**Texte étudié:**
====

La température semble ne jamais baisser à Venise : tout le monde attend désespérément que la pluie tombe, les festivaliers commencent à sérieusement déplorer la médiocrité de la sélection officielle et la désorganisation générale (problèmes techniques au cours des projections, mauvaise gestion des flux, séances complètes) agace nombre de journalistes, ces ingrats privilégiés ! En somme, l’ambiance est idéale pour commencer la journée sur un film-catastrophe, réalisé par ce bon vieux Steven Soderbergh.
Selon son propre aveu, Soderbergh a voulu rendre hommage aux productions d’Irwin Allen qui, dans les années 1970, ont fait les beaux jours du box-office : La Tour infernale, L’Aventure du Poséidon, L’Inévitable Catastrophe… Des stars, un phénomène naturel spectaculaire, des scènes de panique et beaucoup de morts : la recette gagnante. Avec Contagion, Soderbergh réactive le genre en y insufflant le style factuel, froid et distancié qui est de plus en plus sa marque de fabrique depuis Bubble et Girlfriend Experience. À l’inverse du ton ouvertement mélodramatique des productions d’Allen, Contagion enchaîne les séquences comme une succession de dépêches AFP : il s’agit moins ici d’éprouver un minimum d’empathie pour les personnages sacrifiés que de suivre attentivement le cours magistral prodigué par le professeur Soderbergh sur le risque d’extinction pure et simple de la race humaine.

====

**Extraits de données:**

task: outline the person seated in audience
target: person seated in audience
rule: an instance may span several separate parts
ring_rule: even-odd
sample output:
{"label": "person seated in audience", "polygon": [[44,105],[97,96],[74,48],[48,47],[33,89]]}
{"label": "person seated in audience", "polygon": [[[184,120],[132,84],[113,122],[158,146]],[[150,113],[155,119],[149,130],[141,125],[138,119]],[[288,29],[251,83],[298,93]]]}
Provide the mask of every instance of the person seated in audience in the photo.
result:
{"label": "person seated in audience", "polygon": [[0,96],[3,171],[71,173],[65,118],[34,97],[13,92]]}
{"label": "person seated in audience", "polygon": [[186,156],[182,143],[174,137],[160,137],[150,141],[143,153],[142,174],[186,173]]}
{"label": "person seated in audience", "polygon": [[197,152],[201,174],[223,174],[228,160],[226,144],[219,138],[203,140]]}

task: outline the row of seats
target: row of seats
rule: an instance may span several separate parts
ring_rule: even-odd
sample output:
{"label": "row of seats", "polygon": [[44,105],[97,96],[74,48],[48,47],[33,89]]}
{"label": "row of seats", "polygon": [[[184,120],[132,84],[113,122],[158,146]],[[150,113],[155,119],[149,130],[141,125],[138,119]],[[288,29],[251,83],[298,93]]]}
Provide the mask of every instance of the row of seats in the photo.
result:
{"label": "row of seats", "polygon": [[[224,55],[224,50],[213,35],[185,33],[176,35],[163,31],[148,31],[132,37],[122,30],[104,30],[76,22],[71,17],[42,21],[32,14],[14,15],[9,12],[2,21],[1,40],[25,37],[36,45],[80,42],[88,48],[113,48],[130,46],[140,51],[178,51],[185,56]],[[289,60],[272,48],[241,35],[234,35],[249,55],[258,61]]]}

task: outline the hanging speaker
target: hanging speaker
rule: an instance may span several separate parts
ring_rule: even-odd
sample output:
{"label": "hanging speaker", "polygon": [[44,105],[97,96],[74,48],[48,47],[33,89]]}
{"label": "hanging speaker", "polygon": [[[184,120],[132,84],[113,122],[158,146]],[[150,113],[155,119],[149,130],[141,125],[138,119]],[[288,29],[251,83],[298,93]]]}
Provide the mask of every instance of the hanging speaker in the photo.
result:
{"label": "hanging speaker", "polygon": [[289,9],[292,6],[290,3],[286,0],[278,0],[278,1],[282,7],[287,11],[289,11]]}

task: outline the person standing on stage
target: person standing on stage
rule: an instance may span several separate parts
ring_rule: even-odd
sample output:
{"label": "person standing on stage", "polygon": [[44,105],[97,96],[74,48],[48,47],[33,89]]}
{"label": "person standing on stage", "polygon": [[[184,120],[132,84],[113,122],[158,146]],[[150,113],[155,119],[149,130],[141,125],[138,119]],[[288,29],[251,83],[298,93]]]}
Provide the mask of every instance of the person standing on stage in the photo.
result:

====

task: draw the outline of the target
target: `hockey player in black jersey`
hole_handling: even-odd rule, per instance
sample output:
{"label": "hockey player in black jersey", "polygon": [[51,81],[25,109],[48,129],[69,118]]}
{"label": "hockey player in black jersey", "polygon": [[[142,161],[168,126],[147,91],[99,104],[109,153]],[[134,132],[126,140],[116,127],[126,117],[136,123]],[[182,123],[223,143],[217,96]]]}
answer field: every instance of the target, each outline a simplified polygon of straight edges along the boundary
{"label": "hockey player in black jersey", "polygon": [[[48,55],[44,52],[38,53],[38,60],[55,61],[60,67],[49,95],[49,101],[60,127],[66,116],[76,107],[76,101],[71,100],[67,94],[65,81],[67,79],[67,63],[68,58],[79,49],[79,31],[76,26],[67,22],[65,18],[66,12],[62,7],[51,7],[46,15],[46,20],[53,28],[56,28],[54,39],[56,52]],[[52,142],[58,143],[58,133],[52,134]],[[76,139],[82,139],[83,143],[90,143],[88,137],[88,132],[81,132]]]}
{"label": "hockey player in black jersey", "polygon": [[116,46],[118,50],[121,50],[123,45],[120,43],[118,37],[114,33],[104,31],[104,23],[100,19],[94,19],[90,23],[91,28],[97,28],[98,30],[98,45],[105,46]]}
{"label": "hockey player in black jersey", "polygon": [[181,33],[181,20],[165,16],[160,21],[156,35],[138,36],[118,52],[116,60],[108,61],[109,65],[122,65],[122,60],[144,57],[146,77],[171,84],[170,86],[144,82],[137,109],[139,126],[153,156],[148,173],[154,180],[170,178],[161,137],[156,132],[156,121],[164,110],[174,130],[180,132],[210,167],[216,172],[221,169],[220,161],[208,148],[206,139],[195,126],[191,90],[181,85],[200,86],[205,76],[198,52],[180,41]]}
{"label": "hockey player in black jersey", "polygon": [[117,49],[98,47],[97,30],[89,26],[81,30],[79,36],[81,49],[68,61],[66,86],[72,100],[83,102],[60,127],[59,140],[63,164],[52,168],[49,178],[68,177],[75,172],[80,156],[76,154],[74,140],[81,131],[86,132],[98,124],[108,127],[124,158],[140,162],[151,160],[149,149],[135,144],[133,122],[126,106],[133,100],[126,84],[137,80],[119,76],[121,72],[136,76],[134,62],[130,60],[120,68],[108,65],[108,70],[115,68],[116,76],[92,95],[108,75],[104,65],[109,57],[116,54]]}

====

**Consignes:**
a. Pour chaque affirmation, dites si elle concorde avec la critique de Contagion : répondez par oui ou par non et citez textuellement les mots qui tranchent.
(i) Soderbergh a lui-même déclaré vouloir rendre hommage aux productions d'Irwin Allen.
(ii) Contagion reprend le ton ouvertement mélodramatique des productions d'Allen.
(iii) À Venise, la pluie est enfin tombée.
b. Répondez brièvement à ces questions sur la critique de Contagion.
(i) Quels exemples de désorganisation agacent les journalistes ?
(ii) Dans quelle décennie les productions d'Irwin Allen ont-elles fait les beaux jours du box-office ?
(iii) Depuis quels films le style factuel, froid et distancié est-il de plus en plus la marque de fabrique de Soderbergh ?
c. Reprenez la critique de Contagion à la suite de sa dernière phrase.
Le matériel n'est d'aucune utilité ici.

**Réponses dans l'ordre:**
a.
(i) Oui : « Selon son propre aveu, Soderbergh a voulu rendre hommage aux productions d’Irwin Allen ».
(ii) Non : « À l’inverse du ton ouvertement mélodramatique des productions d’Allen ».
(iii) Non : « tout le monde attend désespérément que la pluie tombe ».

b.
(i) Des problèmes techniques au cours des projections, une mauvaise gestion des flux et des séances complètes.
(ii) Les années 1970.
(iii) Depuis Bubble et Girlfriend Experience.

c.
Ici, donc, un virus, qui commence par zigouiller le patient zéro (pauvre Gwyneth Paltrow, joyeusement scalpée pour l’occasion lors d’une sympathique séance d’autopsie) avant de s’étendre, très rapidement, au reste de la population mondiale. Le casting quatre étoiles est principalement utilisé pour donner un peu de glamour au panel INSEE compilé dans le scénario : le citoyen lambda (Matt Damon), les scientifiques (Kate Winslet, Laurence Fishburne, Marion Cotillard), le journaliste (Jude Law), le militaire (Bryan Cranston)… Selon un schéma connu de tous, puisque ressassé à l’envi par les télés et les journaux à chaque apparition d’un nouveau virus, le film déroule tranquillement sa mécanique paranoïaque avec un minimum d’effets : quelques scènes de pillage, de mouvements de foule, des plans furtifs sur des morts qu’on entasse et des rues désertées. Dans son refus du spectaculaire, Soderbergh parvient occasionnellement à créer un léger malaise, accentué par des décors impersonnels, vaguement inquiétants : hôtels, hôpitaux, salles de conférences, gymnases transformés en espaces de quarantaine… On dirait un peu un épisode d’Urgences filmé par le Olivier Assayas de Demonlover : le concept est plus excitant que le film lui-même, trop occupé à prendre très au sérieux son pedigree de film first class, et finit par ne susciter guère plus qu’un ennui poli. À tout prendre, le kitsch de La Tour infernale, c’est moins élégant, mais nettement plus fun.